### Your goal
In the listing below, rewrite every line from the line with "outline each orange-brown" to the line with "[320,220,596,345]", both included, keeping the requests and scaling each bounding-box coordinate in the answers by 1.7, rounded to a whole number with halves rounded up. Give only those lines.
— Start of Input material —
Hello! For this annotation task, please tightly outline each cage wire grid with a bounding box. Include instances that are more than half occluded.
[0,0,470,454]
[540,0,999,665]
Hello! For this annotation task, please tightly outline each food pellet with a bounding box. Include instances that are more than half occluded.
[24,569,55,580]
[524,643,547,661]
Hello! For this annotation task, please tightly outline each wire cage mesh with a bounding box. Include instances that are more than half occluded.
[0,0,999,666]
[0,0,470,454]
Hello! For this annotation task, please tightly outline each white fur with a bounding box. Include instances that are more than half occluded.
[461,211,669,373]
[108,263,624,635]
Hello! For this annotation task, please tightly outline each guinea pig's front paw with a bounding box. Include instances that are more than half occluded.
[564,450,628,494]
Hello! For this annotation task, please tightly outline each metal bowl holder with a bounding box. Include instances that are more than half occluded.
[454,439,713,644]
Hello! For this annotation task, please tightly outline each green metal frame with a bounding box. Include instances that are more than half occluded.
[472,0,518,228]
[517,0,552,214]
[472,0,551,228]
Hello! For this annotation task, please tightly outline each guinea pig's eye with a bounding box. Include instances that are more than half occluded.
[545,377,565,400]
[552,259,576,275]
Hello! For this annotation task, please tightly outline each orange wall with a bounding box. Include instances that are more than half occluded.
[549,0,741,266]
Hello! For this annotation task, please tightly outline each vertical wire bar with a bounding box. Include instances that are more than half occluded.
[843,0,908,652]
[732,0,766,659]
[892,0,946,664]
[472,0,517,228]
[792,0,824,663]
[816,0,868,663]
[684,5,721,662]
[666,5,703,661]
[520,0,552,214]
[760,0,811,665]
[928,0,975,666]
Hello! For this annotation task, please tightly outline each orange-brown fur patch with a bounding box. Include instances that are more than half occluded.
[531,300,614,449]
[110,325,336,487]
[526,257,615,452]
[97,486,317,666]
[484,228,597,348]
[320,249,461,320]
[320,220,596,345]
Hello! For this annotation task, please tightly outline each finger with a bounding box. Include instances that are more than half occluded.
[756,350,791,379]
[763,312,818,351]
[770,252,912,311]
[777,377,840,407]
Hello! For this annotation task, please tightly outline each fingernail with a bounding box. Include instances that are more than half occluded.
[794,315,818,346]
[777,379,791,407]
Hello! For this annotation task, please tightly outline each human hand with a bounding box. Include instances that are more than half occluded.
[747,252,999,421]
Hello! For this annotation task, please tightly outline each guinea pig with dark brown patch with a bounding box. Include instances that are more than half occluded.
— End of Input material —
### Answer to this task
Hello! For this annotation task, please tightly outline each orange-brown fur patch with a bounding box. Include instances that are more than half occluded.
[903,510,1044,763]
[187,553,571,828]
[894,437,1046,768]
[165,826,539,1132]
[823,388,1015,592]
[544,423,784,544]
[544,374,1013,587]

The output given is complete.